TEXTE SOURCE ▸

·····

Dans mon blog http://hachhachhh.blogspot.be/2014/01/125-ans-de-la-fn-un-anniversaire-secret.html
j’ai décrit comment, dès sa création en
1886, les machines, les brevets et l’outillage de la FN provenaient de l’allemand LOEWE. Quand
la commande de 150.000 MAUSER pour l'armée belge se termine seuls trois des
actionnaires du début restent. L’entreprise se lance dans la cartoucherie avec
l’aide de la Deutsche Metalpatronenfabrik qui dépend également de Loewe. En
1896 Loewe arrive à racheter 50% des parts des actionnaires belges. Une
augmentation de capital double presque le nombre de titres et un emprunt est
garanti par la Deutsche Waffen und Munitionenfabrik (DWM). Les dividendes grimpent
par trois dans les 15 années précédant la guerre. Mais que devient cette
entreprise avec un capital à majorité allemande lorsque la guerre éclate et que
la Belgique est occupée ?

·····

LISTING FOURNI ▸
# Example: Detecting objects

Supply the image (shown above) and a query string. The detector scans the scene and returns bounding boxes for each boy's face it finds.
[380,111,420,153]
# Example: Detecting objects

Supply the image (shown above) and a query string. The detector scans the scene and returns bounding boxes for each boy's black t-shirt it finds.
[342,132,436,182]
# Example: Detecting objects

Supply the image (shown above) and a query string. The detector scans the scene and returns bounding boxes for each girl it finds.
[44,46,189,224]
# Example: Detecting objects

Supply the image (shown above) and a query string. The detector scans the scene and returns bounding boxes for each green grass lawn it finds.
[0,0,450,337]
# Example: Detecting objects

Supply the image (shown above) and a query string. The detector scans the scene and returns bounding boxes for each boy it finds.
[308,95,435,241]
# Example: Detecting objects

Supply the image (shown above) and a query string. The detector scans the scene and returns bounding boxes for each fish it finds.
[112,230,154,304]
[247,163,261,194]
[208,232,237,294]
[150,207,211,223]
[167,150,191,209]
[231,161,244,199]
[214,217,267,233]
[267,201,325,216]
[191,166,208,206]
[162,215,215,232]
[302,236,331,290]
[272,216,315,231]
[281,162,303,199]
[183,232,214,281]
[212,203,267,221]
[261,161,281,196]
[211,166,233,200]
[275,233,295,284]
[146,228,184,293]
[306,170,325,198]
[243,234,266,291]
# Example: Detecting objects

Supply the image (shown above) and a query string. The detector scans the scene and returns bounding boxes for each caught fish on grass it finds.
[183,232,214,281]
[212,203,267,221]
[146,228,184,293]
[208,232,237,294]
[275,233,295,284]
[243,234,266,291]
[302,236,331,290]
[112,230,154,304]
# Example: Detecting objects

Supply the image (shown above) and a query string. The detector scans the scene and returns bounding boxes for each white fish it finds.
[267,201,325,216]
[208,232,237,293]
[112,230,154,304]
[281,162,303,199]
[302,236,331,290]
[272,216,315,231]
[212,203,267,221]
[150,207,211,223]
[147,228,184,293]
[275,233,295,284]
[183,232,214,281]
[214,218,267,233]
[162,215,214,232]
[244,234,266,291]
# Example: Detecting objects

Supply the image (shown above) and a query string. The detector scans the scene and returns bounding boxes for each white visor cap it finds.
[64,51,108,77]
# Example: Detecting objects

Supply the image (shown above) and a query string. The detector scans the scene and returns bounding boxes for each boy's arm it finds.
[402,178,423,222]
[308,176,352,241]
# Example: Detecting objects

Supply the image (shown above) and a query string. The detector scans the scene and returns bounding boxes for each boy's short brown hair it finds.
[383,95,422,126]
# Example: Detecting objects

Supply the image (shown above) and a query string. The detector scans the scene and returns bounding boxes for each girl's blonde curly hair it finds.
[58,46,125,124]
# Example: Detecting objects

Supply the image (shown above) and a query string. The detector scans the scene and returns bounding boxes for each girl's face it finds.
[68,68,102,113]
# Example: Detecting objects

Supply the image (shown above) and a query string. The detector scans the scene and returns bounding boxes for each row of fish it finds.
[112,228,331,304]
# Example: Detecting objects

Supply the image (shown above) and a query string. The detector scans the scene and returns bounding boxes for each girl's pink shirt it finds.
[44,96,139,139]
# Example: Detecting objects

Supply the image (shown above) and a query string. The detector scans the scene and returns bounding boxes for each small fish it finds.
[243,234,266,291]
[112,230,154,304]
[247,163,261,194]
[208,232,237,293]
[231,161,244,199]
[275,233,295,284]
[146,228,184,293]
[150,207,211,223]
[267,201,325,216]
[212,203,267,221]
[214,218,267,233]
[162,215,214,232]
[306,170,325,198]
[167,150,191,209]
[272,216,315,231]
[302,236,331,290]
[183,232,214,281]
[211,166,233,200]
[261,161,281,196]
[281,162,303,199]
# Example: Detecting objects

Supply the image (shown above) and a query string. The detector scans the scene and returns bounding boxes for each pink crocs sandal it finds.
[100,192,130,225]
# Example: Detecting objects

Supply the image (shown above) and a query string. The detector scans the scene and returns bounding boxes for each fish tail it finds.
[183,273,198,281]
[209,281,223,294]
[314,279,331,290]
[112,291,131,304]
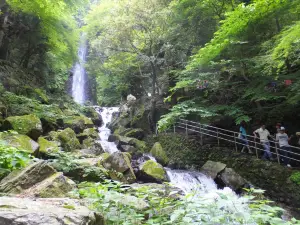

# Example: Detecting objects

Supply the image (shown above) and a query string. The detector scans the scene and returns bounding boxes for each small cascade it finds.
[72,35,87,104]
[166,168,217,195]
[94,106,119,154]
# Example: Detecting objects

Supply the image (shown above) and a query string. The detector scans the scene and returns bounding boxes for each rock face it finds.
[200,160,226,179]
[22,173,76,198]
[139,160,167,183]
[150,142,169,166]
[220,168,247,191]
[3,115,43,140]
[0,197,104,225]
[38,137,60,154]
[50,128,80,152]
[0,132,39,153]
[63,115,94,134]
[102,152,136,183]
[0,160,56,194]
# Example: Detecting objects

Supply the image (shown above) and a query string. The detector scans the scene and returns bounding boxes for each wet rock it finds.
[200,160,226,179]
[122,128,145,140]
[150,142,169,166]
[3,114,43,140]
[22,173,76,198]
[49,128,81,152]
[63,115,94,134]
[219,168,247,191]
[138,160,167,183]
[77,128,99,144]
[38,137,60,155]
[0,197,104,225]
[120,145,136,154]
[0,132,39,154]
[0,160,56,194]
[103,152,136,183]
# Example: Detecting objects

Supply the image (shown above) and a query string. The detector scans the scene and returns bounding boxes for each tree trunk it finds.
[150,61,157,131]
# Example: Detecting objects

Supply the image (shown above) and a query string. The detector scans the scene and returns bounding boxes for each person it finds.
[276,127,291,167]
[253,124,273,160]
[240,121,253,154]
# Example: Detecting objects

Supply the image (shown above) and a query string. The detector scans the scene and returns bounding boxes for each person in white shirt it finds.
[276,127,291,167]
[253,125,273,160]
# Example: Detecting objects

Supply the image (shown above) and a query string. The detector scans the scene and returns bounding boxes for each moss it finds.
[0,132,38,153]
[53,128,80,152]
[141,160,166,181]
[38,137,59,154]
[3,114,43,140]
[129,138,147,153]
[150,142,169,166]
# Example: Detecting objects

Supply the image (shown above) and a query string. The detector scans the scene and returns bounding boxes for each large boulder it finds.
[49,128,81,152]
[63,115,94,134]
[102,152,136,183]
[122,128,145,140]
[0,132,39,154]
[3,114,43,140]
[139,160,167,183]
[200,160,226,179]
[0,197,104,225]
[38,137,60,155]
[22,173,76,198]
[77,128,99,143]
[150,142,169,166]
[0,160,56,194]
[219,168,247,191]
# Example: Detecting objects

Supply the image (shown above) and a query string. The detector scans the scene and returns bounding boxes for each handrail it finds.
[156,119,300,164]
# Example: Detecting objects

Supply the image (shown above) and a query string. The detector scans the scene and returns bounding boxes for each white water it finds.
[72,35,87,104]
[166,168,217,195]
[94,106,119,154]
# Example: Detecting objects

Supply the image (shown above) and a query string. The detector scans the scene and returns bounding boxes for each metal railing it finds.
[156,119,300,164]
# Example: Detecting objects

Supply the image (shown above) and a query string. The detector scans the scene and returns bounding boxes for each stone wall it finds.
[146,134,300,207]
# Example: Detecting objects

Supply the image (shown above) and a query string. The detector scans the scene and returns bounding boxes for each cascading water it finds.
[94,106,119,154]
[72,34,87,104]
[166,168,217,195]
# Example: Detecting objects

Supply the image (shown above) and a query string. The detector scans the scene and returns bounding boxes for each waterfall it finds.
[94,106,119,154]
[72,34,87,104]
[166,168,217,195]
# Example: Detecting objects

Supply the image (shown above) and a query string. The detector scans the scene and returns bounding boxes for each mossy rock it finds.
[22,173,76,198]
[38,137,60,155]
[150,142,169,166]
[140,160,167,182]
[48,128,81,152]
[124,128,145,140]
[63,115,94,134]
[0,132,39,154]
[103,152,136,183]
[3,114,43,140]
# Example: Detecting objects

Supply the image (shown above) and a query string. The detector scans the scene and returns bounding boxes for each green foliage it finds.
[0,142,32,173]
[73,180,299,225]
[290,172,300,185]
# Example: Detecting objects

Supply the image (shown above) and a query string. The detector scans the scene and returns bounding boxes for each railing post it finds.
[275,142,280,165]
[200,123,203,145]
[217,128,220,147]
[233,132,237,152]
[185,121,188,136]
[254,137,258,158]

·····

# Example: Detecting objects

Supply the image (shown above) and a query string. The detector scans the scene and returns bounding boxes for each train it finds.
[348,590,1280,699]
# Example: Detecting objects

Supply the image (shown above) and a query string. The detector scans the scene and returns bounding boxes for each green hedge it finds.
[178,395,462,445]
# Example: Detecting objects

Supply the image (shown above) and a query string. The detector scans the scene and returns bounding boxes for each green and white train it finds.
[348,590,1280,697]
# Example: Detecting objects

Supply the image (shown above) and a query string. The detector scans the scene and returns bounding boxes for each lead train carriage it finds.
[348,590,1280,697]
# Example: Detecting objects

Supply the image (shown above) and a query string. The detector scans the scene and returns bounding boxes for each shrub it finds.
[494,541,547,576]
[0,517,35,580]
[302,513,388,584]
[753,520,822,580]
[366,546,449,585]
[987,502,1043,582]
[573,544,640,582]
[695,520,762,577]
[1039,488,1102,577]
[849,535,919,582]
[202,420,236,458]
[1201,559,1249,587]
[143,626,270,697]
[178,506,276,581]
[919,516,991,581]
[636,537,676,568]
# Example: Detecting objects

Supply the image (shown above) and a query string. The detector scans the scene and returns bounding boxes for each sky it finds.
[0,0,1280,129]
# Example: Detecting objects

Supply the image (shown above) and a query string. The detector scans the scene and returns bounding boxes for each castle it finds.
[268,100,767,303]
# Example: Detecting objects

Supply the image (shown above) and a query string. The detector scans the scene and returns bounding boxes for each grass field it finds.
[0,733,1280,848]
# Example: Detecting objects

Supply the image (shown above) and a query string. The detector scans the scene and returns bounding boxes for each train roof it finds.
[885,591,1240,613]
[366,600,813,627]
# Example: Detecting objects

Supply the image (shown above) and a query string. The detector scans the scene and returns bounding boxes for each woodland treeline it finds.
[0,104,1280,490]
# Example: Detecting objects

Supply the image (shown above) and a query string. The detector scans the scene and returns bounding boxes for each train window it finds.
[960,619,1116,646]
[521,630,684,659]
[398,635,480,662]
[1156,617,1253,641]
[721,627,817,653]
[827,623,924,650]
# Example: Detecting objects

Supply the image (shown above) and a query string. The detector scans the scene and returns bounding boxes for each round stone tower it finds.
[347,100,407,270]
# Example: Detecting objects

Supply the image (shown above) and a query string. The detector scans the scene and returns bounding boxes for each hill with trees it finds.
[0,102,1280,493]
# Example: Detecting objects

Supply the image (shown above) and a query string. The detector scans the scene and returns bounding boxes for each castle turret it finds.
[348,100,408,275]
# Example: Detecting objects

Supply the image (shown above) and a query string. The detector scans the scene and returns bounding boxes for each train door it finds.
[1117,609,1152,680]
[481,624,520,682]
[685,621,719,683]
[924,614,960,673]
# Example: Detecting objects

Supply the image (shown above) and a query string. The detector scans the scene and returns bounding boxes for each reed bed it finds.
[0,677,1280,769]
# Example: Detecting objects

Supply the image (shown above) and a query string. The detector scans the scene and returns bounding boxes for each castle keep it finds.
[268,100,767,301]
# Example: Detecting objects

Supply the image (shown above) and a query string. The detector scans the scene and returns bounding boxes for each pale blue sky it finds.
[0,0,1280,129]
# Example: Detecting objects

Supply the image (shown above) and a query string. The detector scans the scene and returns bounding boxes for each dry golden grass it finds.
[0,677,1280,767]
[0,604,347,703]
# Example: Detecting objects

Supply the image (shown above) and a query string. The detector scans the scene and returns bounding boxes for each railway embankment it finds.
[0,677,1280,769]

·····

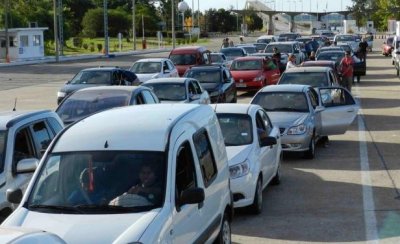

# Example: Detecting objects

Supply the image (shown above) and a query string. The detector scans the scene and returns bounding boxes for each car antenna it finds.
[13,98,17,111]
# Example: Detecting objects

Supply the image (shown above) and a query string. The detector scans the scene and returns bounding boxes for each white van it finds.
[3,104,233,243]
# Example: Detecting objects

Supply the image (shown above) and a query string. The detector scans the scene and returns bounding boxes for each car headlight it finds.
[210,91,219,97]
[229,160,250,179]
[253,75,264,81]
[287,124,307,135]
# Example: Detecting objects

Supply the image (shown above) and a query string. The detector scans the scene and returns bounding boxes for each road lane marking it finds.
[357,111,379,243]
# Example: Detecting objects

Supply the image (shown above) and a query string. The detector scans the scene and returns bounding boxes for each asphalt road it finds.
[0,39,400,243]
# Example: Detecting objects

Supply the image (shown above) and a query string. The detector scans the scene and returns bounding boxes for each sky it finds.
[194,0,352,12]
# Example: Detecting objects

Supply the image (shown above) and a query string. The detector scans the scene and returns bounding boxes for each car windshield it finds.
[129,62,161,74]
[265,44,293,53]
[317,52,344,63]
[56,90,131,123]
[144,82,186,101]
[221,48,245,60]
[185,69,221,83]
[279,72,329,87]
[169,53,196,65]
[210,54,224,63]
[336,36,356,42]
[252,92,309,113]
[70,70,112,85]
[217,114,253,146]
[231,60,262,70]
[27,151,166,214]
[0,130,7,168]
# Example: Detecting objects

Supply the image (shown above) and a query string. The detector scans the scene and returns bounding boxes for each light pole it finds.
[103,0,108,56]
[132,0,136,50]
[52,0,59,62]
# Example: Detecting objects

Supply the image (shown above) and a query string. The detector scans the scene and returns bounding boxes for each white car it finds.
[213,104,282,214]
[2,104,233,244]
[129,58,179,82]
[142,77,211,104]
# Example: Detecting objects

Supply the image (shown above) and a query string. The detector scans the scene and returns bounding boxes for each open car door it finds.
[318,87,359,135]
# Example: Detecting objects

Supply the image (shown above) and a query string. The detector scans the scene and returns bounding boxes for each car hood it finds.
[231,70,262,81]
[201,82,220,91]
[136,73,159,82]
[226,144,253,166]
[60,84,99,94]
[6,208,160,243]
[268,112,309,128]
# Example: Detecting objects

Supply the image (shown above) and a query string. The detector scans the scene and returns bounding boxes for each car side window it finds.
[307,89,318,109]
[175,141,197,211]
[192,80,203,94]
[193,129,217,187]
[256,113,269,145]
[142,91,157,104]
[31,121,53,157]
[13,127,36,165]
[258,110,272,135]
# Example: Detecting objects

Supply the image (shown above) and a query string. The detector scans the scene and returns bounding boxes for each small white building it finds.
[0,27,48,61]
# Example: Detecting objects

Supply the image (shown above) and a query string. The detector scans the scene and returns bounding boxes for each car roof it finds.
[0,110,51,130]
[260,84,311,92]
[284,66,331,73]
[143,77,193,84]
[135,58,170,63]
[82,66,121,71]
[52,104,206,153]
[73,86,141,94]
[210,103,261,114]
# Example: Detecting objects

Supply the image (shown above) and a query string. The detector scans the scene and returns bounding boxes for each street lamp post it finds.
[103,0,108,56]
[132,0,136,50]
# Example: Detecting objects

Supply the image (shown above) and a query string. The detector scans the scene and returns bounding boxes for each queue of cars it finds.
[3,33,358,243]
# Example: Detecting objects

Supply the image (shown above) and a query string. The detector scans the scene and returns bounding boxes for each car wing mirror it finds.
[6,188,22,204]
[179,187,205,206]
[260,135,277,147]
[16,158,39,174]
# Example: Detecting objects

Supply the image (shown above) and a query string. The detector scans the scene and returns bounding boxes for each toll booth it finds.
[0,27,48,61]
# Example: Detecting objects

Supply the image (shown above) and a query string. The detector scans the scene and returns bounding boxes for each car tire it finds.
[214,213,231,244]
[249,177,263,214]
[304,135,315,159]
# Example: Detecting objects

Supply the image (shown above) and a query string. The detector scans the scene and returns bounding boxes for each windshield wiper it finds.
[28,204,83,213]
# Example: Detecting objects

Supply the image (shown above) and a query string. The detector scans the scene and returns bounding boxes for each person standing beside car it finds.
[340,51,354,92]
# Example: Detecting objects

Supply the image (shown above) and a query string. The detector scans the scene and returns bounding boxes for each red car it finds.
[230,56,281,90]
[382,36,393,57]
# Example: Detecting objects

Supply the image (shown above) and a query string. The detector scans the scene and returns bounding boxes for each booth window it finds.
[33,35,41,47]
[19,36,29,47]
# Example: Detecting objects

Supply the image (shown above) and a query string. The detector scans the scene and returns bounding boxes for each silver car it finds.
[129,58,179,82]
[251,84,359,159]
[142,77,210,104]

·····

TÂCHES DEMANDÉES ▸
**A.** Renvoyez mot pour mot le passage du texte sur la FN allant de « Dans mon blog » jusqu'à « est occupée ? » inclus.
**B.** Reprenez la rédaction du texte sur la FN en enchaînant directement après sa dernière phrase.
Le listing est un matériau distinct, sans lien avec le texte sur la FN.

RÉPONSES DANS L'ORDRE ▸
**A.**
Dans mon blog http://hachhachhh.blogspot.be/2014/01/125-ans-de-la-fn-un-anniversaire-secret.html
j’ai décrit comment, dès sa création en
1886, les machines, les brevets et l’outillage de la FN provenaient de l’allemand LOEWE. Quand
la commande de 150.000 MAUSER pour l'armée belge se termine seuls trois des
actionnaires du début restent. L’entreprise se lance dans la cartoucherie avec
l’aide de la Deutsche Metalpatronenfabrik qui dépend également de Loewe. En
1896 Loewe arrive à racheter 50% des parts des actionnaires belges. Une
augmentation de capital double presque le nombre de titres et un emprunt est
garanti par la Deutsche Waffen und Munitionenfabrik (DWM). Les dividendes grimpent
par trois dans les 15 années précédant la guerre. Mais que devient cette
entreprise avec un capital à majorité allemande lorsque la guerre éclate et que
la Belgique est occupée ?

**B.**
Dans le hall d’usinage, on installe en 1914 un
hôpital dédié aux soldats du Kaiser.
Très vite, les autorités occupantes firent savoir à la FN qu’elles souhaitaient la voir reprendre le travail. Songeant que celui-ci bénéficierait, à court ou
moyen terme, à l’ennemi, le Conseil répondit en fermant l’usine (alors même que
la majorité de ses administrateurs étaient allemands) et alloue des subsides et
des avances au personnel. En guise de représailles, des machines-outils sont
réquisitionnées. Cependant, comme la guerre se prolongeait, le gouvernement
allemand se fait plus pressant : face à la résistance unanime du Conseil, il
condamne à la prison, pour refus de collaborer, le directeur général de la FN,
Alfred Andri, puis, plus tard, renonce à l’idée d’une contribution volontaire à
l’effort de guerre, décrète la mise sous séquestre de la société (1917). Les
troupes allemandes transforment elles-mêmes la fabrique en un vaste atelier de
réparation de véhicules. Le personnel de la FN encore présent est surtout
affecté à la construction de machines-outils.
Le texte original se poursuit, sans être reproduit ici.